Exercise brief | Write out these lines exactly as they appear, starting with the line that contains "dark wood floor -> outline each instance" and going on through the line that contains "[[[256,146],[132,113],[11,133],[26,170],[256,170]]]".

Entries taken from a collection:
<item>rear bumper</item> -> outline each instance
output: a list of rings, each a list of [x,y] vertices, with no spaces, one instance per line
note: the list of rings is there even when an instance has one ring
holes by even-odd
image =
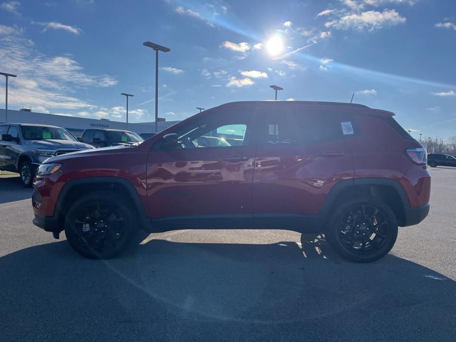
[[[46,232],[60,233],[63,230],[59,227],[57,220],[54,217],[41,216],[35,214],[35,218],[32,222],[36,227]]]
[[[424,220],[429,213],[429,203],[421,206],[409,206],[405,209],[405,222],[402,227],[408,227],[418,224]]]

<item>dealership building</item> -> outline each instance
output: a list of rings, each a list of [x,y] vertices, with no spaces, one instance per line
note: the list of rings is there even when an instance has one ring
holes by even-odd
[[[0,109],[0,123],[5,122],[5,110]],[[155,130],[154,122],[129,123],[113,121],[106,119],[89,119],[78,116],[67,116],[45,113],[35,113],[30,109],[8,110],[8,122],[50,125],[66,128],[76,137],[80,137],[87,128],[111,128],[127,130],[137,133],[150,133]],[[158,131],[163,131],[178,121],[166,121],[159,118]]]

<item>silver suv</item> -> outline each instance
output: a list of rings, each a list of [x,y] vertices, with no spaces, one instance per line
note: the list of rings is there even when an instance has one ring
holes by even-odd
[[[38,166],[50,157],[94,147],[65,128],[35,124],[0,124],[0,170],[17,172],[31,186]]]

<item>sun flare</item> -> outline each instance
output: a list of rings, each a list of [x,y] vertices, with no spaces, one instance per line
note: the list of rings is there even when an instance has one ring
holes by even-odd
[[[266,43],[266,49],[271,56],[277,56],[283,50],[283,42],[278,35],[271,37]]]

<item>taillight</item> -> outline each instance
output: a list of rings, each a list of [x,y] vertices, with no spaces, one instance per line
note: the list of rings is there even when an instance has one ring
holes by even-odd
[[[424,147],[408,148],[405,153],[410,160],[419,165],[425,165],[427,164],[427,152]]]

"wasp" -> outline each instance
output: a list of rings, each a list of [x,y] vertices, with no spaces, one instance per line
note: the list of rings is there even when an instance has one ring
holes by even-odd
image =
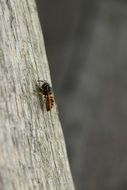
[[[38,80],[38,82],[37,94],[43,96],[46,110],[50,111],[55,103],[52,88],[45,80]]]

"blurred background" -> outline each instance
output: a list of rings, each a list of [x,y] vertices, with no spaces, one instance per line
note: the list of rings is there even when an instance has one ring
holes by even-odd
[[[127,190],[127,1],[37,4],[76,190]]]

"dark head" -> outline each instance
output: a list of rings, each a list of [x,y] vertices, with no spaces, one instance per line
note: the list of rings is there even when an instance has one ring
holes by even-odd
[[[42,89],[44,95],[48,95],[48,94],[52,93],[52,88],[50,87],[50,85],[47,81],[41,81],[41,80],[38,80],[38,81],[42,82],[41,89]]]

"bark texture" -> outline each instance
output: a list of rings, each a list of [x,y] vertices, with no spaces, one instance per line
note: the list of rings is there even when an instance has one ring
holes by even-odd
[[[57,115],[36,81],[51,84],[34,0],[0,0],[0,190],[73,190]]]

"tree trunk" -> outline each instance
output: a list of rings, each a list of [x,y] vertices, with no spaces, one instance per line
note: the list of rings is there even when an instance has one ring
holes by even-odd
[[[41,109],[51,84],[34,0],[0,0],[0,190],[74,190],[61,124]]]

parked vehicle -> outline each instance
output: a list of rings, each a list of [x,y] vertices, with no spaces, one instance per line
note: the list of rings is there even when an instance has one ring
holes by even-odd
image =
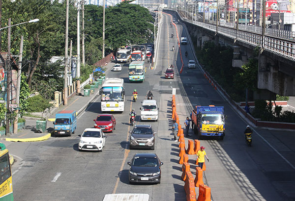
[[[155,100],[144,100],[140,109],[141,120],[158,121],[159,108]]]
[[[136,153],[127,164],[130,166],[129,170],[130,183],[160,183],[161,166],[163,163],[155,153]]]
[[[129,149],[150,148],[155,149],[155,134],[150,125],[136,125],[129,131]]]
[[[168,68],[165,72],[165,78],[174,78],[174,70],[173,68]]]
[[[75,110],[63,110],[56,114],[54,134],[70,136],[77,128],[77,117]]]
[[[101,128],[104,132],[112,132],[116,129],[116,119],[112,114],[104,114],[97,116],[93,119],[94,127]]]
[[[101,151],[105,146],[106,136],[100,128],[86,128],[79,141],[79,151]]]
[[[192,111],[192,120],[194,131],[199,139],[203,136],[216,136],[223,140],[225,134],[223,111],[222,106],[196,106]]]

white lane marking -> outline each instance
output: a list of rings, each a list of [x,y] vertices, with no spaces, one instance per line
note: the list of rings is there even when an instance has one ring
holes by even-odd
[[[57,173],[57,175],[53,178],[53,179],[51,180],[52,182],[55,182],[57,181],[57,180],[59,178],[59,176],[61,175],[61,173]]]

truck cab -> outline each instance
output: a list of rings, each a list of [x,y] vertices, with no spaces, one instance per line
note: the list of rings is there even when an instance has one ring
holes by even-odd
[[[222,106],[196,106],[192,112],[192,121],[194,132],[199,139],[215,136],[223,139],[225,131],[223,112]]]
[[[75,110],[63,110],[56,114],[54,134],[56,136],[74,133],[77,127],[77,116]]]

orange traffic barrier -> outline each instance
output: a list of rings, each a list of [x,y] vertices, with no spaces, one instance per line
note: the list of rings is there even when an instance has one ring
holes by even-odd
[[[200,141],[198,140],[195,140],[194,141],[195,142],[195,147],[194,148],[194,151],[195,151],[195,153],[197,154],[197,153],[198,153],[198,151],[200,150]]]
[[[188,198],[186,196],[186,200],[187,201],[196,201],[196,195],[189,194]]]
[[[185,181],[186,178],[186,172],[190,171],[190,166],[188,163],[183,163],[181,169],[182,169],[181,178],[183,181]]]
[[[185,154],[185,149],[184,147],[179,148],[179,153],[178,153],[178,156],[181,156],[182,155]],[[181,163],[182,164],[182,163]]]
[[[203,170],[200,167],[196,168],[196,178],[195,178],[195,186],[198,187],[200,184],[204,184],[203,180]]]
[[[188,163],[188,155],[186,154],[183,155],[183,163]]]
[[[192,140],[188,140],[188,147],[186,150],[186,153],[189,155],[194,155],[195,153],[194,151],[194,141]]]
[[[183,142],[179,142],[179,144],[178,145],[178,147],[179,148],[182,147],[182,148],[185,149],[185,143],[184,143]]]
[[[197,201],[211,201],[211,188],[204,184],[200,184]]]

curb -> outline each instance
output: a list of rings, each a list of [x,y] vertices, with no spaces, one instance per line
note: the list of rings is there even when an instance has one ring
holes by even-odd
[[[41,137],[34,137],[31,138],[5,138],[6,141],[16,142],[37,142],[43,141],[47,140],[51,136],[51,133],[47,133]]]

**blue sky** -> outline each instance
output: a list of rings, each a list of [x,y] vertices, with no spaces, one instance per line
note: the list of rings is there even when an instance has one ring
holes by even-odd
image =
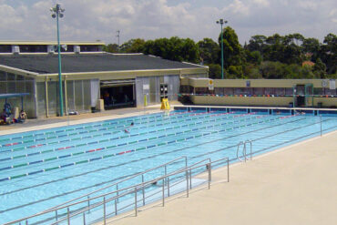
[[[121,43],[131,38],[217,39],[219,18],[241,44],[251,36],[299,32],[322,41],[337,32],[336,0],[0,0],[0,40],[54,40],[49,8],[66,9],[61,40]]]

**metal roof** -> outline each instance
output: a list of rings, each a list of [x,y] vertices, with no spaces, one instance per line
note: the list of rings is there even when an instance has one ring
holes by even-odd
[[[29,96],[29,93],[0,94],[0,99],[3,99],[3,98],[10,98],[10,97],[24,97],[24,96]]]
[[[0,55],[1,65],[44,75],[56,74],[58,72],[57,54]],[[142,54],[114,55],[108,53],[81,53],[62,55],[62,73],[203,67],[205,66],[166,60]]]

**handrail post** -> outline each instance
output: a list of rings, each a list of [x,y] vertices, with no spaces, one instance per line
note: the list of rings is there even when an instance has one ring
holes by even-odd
---
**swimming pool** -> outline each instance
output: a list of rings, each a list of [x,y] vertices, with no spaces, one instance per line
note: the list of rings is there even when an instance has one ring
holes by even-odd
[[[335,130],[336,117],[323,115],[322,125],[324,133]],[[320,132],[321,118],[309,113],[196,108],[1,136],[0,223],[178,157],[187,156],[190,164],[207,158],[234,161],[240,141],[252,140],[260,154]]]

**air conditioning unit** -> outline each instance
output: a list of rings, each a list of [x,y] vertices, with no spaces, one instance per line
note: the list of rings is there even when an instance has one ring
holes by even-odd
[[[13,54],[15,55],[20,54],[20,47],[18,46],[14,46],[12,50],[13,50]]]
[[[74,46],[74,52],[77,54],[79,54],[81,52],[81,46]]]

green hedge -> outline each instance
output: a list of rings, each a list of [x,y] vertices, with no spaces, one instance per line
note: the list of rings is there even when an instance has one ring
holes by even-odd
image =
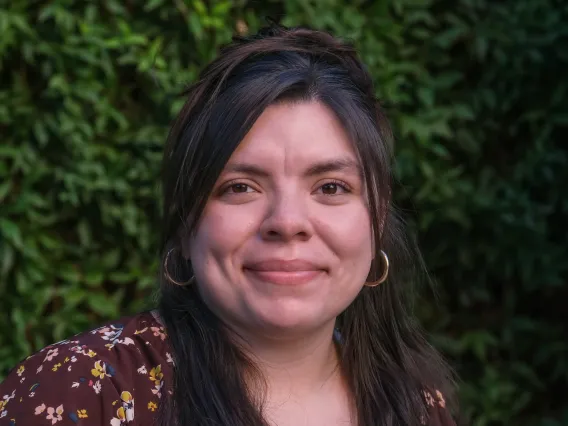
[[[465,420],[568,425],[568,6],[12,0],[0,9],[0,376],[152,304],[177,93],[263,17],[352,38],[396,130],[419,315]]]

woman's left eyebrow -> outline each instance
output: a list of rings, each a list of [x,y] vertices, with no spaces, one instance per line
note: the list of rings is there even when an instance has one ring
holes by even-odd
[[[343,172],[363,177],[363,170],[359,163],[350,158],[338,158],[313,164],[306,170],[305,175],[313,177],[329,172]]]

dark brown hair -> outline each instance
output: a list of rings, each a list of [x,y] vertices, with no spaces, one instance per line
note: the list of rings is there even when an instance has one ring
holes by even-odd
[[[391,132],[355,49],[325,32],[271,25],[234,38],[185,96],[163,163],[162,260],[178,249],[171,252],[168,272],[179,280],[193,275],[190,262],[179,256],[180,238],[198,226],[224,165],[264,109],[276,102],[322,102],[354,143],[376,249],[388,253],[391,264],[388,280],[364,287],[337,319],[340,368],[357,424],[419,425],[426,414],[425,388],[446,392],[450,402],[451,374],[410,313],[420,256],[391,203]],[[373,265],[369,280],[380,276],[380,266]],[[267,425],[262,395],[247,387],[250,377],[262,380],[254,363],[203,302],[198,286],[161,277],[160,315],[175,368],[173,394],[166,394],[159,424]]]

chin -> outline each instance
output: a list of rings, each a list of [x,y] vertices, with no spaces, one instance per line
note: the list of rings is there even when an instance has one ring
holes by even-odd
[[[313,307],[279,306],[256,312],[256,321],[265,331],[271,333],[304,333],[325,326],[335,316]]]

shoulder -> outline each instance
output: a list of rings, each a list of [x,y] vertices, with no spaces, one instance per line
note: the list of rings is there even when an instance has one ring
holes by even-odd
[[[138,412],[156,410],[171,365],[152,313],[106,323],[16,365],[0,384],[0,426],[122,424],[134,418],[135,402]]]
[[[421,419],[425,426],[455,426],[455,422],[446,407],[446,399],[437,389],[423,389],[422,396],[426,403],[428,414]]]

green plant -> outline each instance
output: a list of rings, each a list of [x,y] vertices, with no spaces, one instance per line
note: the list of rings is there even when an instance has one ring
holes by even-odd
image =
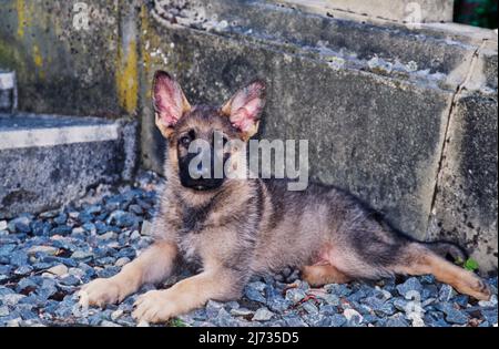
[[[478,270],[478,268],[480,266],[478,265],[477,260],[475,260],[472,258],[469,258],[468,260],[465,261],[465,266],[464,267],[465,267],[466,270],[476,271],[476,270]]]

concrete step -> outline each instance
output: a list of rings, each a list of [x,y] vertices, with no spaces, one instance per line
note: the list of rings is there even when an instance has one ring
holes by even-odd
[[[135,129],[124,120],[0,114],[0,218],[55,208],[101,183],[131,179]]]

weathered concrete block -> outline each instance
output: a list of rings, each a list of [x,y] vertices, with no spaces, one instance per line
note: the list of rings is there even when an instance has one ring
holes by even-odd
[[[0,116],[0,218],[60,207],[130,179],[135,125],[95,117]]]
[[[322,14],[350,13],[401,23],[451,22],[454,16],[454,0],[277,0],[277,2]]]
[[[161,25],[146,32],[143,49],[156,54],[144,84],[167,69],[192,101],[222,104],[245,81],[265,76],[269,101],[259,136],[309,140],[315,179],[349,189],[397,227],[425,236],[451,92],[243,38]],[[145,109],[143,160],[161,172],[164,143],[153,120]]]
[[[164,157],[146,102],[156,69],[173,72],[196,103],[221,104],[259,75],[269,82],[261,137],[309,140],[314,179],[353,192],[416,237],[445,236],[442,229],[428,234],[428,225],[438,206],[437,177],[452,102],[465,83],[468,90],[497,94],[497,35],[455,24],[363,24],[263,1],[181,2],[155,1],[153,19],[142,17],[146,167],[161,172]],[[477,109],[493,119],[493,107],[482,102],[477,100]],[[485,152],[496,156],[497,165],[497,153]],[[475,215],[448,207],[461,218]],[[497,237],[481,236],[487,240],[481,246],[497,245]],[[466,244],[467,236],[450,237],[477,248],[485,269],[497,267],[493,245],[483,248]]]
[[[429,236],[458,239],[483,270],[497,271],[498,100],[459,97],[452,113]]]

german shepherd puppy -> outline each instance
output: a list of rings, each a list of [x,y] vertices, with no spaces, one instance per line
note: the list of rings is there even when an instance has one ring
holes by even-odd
--
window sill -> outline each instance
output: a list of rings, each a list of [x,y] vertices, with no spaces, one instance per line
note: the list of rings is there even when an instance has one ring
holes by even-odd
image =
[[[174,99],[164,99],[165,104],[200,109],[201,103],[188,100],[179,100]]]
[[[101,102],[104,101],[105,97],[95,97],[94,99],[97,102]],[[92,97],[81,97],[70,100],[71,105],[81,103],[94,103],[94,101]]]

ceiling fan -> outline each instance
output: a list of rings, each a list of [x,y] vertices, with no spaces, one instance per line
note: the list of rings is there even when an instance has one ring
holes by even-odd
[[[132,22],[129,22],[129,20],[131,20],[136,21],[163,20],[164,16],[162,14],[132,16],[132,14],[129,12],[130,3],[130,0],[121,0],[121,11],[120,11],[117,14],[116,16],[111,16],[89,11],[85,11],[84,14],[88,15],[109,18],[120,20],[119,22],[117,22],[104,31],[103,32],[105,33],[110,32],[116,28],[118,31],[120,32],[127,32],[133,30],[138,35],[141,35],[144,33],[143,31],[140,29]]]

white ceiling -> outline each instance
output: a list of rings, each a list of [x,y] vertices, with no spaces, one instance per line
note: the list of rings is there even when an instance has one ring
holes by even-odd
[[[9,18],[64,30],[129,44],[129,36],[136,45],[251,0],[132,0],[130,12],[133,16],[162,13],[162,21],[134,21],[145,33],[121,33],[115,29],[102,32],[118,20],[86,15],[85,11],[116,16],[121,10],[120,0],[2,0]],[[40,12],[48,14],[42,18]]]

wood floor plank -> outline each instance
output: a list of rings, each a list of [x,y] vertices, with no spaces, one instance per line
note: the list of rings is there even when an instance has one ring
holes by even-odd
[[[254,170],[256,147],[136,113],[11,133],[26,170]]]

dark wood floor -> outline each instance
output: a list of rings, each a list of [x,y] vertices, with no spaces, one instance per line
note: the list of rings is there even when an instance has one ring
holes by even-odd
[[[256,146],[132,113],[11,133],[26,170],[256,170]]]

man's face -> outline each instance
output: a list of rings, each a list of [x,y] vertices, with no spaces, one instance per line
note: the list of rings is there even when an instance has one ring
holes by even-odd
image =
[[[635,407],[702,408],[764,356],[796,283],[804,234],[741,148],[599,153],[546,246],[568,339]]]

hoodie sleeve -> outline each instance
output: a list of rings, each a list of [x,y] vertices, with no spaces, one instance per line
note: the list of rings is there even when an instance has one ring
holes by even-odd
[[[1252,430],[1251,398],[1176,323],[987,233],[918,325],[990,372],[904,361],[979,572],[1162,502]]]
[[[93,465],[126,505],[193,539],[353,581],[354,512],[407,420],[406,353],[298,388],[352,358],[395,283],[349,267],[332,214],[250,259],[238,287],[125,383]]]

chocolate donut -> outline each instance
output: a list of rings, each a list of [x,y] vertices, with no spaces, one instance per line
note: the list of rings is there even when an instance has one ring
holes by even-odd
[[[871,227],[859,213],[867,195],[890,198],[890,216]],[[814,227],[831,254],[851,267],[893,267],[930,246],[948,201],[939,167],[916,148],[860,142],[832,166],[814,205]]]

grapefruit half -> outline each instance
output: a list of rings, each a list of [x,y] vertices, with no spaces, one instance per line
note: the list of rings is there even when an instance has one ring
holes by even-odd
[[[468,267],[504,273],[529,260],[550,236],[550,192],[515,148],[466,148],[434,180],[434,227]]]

Response for this exercise |
dark wood floor -> outline each instance
output: a list of rings, each a list of [x,y] vertices, with no spaces, one instance per line
note: the list of rings is there even when an instance has one ring
holes by even-odd
[[[256,146],[132,113],[11,133],[26,170],[256,170]]]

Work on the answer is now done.